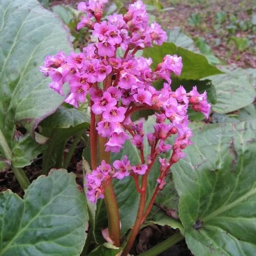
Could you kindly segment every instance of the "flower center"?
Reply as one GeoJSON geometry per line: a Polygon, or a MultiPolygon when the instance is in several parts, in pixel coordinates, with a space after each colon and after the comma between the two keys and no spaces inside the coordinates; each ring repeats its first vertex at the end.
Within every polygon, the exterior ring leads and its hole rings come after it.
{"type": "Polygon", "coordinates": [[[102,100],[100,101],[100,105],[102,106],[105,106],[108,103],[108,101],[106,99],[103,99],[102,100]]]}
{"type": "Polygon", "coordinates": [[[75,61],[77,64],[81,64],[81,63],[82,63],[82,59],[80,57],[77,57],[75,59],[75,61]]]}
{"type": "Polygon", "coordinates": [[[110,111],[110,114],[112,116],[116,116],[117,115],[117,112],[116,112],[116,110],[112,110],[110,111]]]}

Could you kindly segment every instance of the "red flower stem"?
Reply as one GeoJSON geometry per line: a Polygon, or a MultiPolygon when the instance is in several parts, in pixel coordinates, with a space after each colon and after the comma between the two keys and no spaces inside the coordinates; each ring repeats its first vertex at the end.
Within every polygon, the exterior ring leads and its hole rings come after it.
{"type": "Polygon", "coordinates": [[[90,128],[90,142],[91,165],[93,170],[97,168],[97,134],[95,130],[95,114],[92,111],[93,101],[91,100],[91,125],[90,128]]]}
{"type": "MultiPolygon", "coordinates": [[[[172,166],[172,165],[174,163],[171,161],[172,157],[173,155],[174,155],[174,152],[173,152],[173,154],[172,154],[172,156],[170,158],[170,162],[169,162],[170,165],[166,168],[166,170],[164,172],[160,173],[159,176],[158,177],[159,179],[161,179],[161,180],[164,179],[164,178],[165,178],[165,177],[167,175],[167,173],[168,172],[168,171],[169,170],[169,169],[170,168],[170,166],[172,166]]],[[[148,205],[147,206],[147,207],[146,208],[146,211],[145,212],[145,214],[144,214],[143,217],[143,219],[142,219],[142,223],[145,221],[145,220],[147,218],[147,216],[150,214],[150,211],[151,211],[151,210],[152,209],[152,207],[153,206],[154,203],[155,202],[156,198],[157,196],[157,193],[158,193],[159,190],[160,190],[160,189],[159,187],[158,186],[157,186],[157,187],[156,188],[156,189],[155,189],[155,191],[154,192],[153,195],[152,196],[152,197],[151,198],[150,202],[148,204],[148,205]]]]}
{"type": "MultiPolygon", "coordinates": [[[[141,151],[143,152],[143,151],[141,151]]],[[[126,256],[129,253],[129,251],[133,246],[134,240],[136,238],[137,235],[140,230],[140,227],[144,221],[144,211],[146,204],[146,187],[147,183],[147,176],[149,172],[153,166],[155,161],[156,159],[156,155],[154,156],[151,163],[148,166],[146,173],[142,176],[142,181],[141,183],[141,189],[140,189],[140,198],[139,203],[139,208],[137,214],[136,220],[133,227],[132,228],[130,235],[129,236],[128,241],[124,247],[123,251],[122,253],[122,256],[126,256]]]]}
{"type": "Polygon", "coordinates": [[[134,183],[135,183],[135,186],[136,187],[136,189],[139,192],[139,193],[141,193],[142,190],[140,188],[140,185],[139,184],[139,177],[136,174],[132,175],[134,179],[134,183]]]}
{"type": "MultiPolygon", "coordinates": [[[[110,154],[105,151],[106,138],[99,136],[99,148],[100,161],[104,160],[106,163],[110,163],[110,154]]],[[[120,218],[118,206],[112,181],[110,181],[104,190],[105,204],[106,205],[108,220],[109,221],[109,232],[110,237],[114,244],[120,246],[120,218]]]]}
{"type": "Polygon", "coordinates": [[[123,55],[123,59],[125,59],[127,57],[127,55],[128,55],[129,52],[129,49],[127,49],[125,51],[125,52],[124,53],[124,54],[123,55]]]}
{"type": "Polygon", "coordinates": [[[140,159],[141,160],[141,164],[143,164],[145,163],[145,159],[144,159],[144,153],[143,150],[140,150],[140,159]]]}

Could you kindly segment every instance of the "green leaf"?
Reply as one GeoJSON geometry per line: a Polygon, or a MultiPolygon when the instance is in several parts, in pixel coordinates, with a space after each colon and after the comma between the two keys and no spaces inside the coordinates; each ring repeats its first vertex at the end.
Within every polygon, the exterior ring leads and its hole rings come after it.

→ **What to work on**
List every line of the material above that contains the word "Could", copying each line in full. Matches must agree in case.

→ **Reply to the exercise**
Could you kindly segment every instance of the "flower center"?
Could you kindly segment every instance of the "red flower stem"?
Could you kindly segment every instance of the "green leaf"?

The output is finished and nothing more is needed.